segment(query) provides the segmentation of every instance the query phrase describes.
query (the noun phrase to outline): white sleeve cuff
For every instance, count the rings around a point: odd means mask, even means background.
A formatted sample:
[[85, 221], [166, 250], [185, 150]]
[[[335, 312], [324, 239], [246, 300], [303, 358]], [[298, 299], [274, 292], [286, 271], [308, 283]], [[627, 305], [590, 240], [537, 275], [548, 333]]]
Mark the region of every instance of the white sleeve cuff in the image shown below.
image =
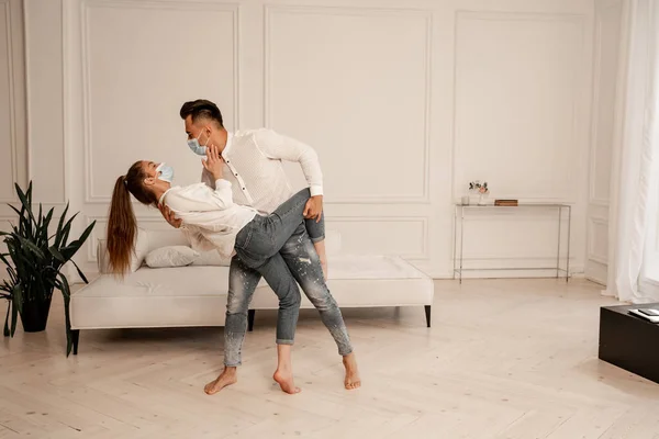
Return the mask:
[[224, 179], [215, 180], [215, 190], [231, 189], [231, 181]]
[[322, 195], [323, 194], [323, 187], [322, 185], [311, 185], [309, 188], [309, 191], [311, 192], [311, 196]]

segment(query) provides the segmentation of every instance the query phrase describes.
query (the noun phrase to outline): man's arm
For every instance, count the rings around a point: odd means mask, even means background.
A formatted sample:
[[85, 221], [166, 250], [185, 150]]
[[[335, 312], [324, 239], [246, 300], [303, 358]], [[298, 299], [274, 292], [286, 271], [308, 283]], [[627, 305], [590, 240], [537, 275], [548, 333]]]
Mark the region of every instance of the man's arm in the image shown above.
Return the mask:
[[306, 203], [304, 217], [321, 221], [323, 212], [323, 171], [319, 155], [309, 145], [272, 130], [260, 130], [255, 134], [260, 151], [270, 159], [297, 161], [309, 183], [311, 199]]

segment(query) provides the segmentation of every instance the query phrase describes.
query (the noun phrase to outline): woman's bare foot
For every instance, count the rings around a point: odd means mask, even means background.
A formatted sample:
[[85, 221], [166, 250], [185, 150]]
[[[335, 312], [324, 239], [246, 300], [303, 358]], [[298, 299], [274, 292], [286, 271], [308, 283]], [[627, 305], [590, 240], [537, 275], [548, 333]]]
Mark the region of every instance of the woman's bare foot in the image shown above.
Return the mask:
[[346, 368], [346, 389], [351, 391], [361, 387], [361, 379], [359, 378], [359, 369], [357, 368], [357, 359], [355, 353], [344, 357], [344, 367]]
[[214, 395], [220, 392], [222, 389], [235, 384], [238, 381], [236, 368], [224, 368], [220, 376], [217, 376], [214, 381], [208, 383], [203, 391], [206, 395]]
[[295, 393], [302, 392], [300, 387], [295, 387], [295, 383], [293, 382], [293, 373], [290, 371], [277, 369], [272, 378], [286, 393], [294, 395]]

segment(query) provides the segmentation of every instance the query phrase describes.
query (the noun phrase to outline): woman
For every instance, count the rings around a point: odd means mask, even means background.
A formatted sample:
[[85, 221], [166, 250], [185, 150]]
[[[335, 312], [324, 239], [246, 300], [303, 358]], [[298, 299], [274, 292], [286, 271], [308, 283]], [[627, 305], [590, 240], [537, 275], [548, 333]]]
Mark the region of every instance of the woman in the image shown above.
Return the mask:
[[[216, 249], [222, 256], [238, 255], [250, 268], [263, 274], [279, 297], [277, 344], [280, 353], [275, 380], [287, 393], [297, 393], [290, 372], [290, 346], [298, 323], [300, 291], [279, 250], [301, 222], [316, 248], [323, 247], [324, 223], [304, 219], [303, 212], [311, 196], [302, 190], [272, 214], [265, 215], [253, 207], [235, 204], [231, 183], [222, 179], [223, 160], [216, 147], [210, 147], [204, 168], [215, 179], [215, 190], [204, 183], [171, 187], [174, 169], [164, 164], [137, 161], [116, 180], [108, 222], [110, 267], [123, 274], [130, 267], [137, 223], [130, 194], [147, 205], [167, 205], [182, 219], [182, 227], [201, 236], [204, 249]], [[324, 279], [317, 279], [324, 284]], [[347, 333], [339, 350], [351, 351]], [[283, 372], [282, 372], [283, 371]], [[208, 393], [208, 390], [206, 390]]]

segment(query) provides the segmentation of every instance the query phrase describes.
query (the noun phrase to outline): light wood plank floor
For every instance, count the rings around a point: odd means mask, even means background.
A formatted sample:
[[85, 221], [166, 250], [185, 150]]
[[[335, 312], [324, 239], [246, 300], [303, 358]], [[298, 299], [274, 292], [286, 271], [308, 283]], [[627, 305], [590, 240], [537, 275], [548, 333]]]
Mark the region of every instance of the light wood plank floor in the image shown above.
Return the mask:
[[345, 311], [354, 392], [304, 311], [294, 396], [270, 379], [275, 314], [259, 313], [239, 382], [206, 396], [221, 328], [87, 331], [67, 359], [57, 299], [45, 333], [2, 340], [0, 438], [657, 439], [659, 385], [596, 357], [615, 303], [582, 280], [468, 280], [436, 282], [432, 329], [423, 307]]

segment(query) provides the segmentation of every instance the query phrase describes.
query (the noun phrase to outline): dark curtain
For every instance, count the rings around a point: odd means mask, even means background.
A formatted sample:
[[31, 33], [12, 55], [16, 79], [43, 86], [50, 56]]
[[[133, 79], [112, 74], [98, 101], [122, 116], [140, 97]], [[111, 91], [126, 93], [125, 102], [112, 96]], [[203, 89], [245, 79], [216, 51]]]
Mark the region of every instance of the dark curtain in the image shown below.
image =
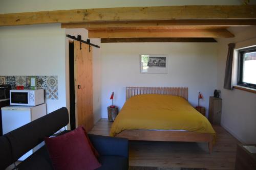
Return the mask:
[[233, 68], [234, 46], [235, 44], [233, 43], [230, 43], [228, 44], [228, 51], [227, 52], [227, 62], [226, 63], [224, 85], [224, 88], [228, 90], [232, 89], [232, 69]]

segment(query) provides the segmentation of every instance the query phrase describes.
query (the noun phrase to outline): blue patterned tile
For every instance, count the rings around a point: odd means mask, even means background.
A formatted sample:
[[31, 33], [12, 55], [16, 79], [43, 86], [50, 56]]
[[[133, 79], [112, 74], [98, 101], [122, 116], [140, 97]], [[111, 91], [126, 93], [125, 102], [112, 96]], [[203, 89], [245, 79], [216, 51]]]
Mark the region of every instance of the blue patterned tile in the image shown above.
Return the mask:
- - -
Recast every line of the rows above as a Markdown table with two columns, "Number" for its position and "Line" for its text. Skip blank lines and leave the pictures out.

TASK SOLUTION:
| Number | Line |
|---|---|
| 1 | segment(query) provides the segmentation of every instance the query phrase describes. |
| 2 | query (the noun phrase to outline): white sleeve cuff |
| 3 | For every instance, count the rings around a point: odd means mask, even means background. |
| 4 | A formatted sample: |
| 5 | [[85, 221], [166, 250], [185, 150]] |
| 6 | [[[335, 312], [324, 239], [246, 300], [303, 358]], [[298, 299], [274, 292], [286, 271], [308, 283]], [[627, 305], [590, 240], [537, 275], [548, 333]]] |
| 7 | Mark the region of every instance of the white sleeve cuff in the image shown below. |
| 8 | image = |
| 9 | Return the mask: |
| 10 | [[224, 179], [215, 180], [215, 190], [231, 189], [231, 181]] |
| 11 | [[322, 195], [323, 194], [323, 187], [322, 185], [311, 185], [309, 188], [309, 191], [311, 192], [311, 196]] |
| 12 | segment(query) provides the segmentation of every instance the query phrase describes. |
| 13 | query (the noun phrase to outline): man's arm |
| 14 | For every instance, count the rings around a point: odd means mask, even means background. |
| 15 | A formatted sample: |
| 16 | [[85, 221], [166, 250], [185, 150]] |
| 17 | [[[335, 312], [324, 239], [246, 300], [303, 358]], [[298, 299], [274, 292], [286, 271], [308, 283]], [[627, 305], [590, 240], [537, 275], [548, 333]]] |
| 18 | Mark the region of every instance of the man's arm in the image shown above. |
| 19 | Return the mask: |
| 20 | [[306, 203], [304, 217], [321, 221], [323, 212], [323, 171], [319, 155], [309, 145], [272, 130], [260, 130], [255, 134], [260, 151], [270, 159], [297, 161], [309, 183], [311, 199]] |
| 21 | segment(query) provides the segmentation of every instance the query phrase describes. |
| 22 | query (the noun phrase to outline): woman's bare foot |
| 23 | For every instance, count the rings around a point: odd means mask, even means background. |
| 24 | A formatted sample: |
| 25 | [[85, 221], [166, 250], [185, 150]] |
| 26 | [[[335, 312], [324, 239], [246, 300], [303, 358]], [[298, 299], [274, 292], [286, 271], [308, 283]], [[627, 305], [590, 240], [537, 275], [548, 333]]] |
| 27 | Mark the region of every instance of the woman's bare foot in the image shown above. |
| 28 | Return the mask: |
| 29 | [[346, 368], [346, 389], [351, 391], [361, 387], [361, 379], [359, 378], [359, 369], [357, 368], [357, 359], [355, 353], [344, 357], [344, 367]] |
| 30 | [[214, 395], [220, 392], [222, 389], [235, 384], [238, 381], [236, 368], [224, 368], [220, 376], [217, 376], [214, 381], [208, 383], [203, 391], [206, 395]] |
| 31 | [[295, 393], [302, 392], [300, 387], [295, 387], [295, 383], [293, 382], [293, 373], [290, 371], [277, 369], [272, 378], [286, 393], [294, 395]] |
| 32 | segment(query) provides the segmentation of every instance the query phrase describes. |
| 33 | query (the noun phrase to outline): woman |
| 34 | For every instance, count the rings around a point: odd means mask, even means background. |
| 35 | A formatted sample: |
| 36 | [[85, 221], [166, 250], [185, 150]] |
| 37 | [[[335, 312], [324, 239], [246, 300], [303, 358]], [[298, 299], [274, 292], [286, 271], [308, 283]], [[627, 305], [590, 240], [537, 275], [548, 333]]] |
| 38 | Mark the region of every instance of the woman in the image shown above. |
| 39 | Return the mask: |
| 40 | [[[216, 249], [222, 256], [238, 255], [250, 268], [263, 274], [279, 297], [277, 344], [280, 353], [275, 380], [287, 393], [297, 393], [290, 372], [290, 346], [298, 323], [300, 291], [279, 250], [301, 222], [316, 248], [323, 247], [324, 223], [304, 219], [303, 212], [311, 196], [302, 190], [272, 214], [265, 215], [253, 207], [235, 204], [231, 183], [222, 179], [223, 160], [216, 147], [210, 147], [204, 168], [215, 179], [215, 190], [204, 183], [171, 187], [174, 169], [164, 164], [137, 161], [116, 180], [108, 222], [110, 267], [123, 274], [130, 267], [137, 223], [130, 194], [147, 205], [167, 205], [182, 219], [182, 227], [201, 236], [204, 249]], [[324, 279], [317, 279], [324, 284]], [[347, 333], [339, 350], [351, 351]], [[283, 372], [282, 372], [283, 371]], [[208, 393], [208, 390], [206, 390]]] |
| 41 | segment(query) provides the segmentation of every instance the query phrase describes. |
| 42 | query (the noun phrase to outline): light wood plank floor |
| 43 | For every instance, count the rings around a point: odd means mask, even means background. |
| 44 | A formatted sample: |
| 45 | [[85, 221], [166, 250], [185, 150]] |
| 46 | [[[335, 312], [324, 239], [246, 300], [303, 358]], [[298, 299], [274, 292], [286, 271], [308, 283]], [[627, 305], [590, 240], [537, 275], [548, 333]]] |
| 47 | Mark the region of every instance of the light wood plank floor in the image shown above. |
| 48 | Return the mask: |
| 49 | [[345, 311], [354, 392], [304, 311], [294, 396], [270, 379], [275, 314], [259, 313], [239, 382], [206, 396], [221, 328], [87, 331], [67, 359], [57, 299], [45, 333], [2, 340], [0, 438], [657, 439], [659, 385], [596, 357], [615, 303], [582, 280], [468, 280], [436, 282], [432, 329], [423, 307]] |
| 50 | segment(query) provides the segmentation of every instance the query phrase describes. |
| 51 | query (the noun phrase to outline): dark curtain |
| 52 | For every instance, count the rings around a point: odd means mask, even means background. |
| 53 | A formatted sample: |
| 54 | [[31, 33], [12, 55], [16, 79], [43, 86], [50, 56]] |
| 55 | [[[133, 79], [112, 74], [98, 101], [122, 116], [140, 97]], [[111, 91], [126, 93], [125, 102], [112, 96]], [[203, 89], [245, 79], [216, 51]]] |
| 56 | Mark the region of every instance of the dark curtain in the image shown below. |
| 57 | image = |
| 58 | Return the mask: |
| 59 | [[233, 68], [234, 46], [235, 44], [233, 43], [230, 43], [228, 44], [228, 51], [227, 52], [227, 62], [226, 63], [224, 85], [224, 88], [228, 90], [232, 89], [232, 69]] |
| 60 | segment(query) provides the segmentation of every instance the query phrase describes. |
| 61 | query (the noun phrase to outline): blue patterned tile |
| 62 | For every instance, count the rings around a point: odd means mask, even means background. |
| 63 | A formatted sample: |
| 64 | [[31, 33], [12, 55], [16, 79], [43, 86], [50, 56]] |
| 65 | [[[133, 79], [112, 74], [98, 101], [122, 116], [140, 97]], [[111, 91], [126, 93], [125, 102], [112, 96]], [[203, 89], [245, 79], [216, 51]]] |
| 66 | Mark the region of every instance of the blue patterned tile in the image shown above. |
| 67 | Return the mask: |